■ **INSTRUCTIONS TO FOLLOW**
Write out every record again, exactly.

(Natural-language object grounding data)
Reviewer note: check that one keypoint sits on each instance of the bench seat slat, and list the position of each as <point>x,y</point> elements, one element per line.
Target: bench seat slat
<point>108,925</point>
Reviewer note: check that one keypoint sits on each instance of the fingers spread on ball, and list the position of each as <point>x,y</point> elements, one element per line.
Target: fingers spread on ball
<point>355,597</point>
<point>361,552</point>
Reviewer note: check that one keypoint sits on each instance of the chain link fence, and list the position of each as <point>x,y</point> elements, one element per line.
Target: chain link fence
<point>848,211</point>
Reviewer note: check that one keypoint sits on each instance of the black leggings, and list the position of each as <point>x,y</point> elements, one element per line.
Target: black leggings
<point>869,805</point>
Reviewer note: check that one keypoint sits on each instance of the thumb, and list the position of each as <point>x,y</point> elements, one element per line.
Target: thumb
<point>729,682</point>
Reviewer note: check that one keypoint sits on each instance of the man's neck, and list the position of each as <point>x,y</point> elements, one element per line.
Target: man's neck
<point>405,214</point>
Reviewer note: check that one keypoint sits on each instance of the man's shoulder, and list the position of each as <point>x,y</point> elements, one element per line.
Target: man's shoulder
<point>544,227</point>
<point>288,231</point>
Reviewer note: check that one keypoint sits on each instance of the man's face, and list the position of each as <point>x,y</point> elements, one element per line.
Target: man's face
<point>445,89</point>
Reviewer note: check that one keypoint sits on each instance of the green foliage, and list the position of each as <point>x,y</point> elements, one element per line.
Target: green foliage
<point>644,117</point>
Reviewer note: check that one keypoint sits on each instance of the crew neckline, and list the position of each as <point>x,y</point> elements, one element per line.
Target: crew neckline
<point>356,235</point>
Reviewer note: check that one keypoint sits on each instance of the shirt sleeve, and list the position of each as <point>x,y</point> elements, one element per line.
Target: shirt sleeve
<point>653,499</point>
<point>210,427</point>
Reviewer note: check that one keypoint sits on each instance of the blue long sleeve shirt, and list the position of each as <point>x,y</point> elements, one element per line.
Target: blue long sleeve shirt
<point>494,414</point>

■ **RESPONSE TO THIS EXERCISE**
Reviewer note: check that one keypoint sits on each instance of the bench seat slat, and list the position of each as <point>x,y</point> elements, one element per line.
Target: bench seat slat
<point>108,925</point>
Reviewer note: check that one keypoint sits on each instance of the fingers spread on ball, and list the position of each as <point>x,y</point> elements, one element per line.
Target: fingers spread on ball
<point>355,597</point>
<point>361,552</point>
Reviewer note: check that one keypoint sits on each instance of the chain link fence, and list the position of each as <point>x,y</point> elements, one element per line.
Target: chain link fence
<point>848,211</point>
Reviewer note: check that one keypoint sits on each instance of the black leggings, and list the position of each as <point>x,y</point> elements, one element per line.
Target: black leggings
<point>869,805</point>
Reviewer note: check that one keypoint sits on each instance of the thumb, and list the position of each as <point>x,y</point> elements, one element per line.
Target: thumb
<point>729,682</point>
Reviewer note: check that one keypoint sits on each instance of the man's neck, and list the position of each as <point>x,y</point> elements, one element per line.
Target: man's neck
<point>405,214</point>
Reviewer note: check that one keypoint sits on each instance of the man's shoulder, and list the position of each as <point>x,y</point> elements, one element per line.
Target: man's shoulder
<point>544,227</point>
<point>288,231</point>
Reviewer note: check that one keypoint sits on each instance of the man's face, and list the position of each as <point>x,y</point> elements, one element per line.
Target: man's face
<point>445,89</point>
Reviewer note: check that one keypoint sits on each instance of the green foliage, and list the position of each as <point>x,y</point> elements, one element per line.
Target: green foliage
<point>644,117</point>
Reviewer note: check that one keypoint sits on each instance of the crew neckline, and list the position of each as <point>x,y</point> elements, one element per line.
Target: crew neckline
<point>356,235</point>
Reviewer note: check that one keypoint sits on each instance of the shirt sleeve, and list the position of each as <point>x,y</point> elements, one element per line.
Target: shirt sleeve
<point>653,499</point>
<point>210,427</point>
Reviewer note: check that one keypoint sits on each instance of the blue long sleeve shirt, and list the position of each as <point>x,y</point> elements, one element per line.
Target: blue long sleeve shirt
<point>494,414</point>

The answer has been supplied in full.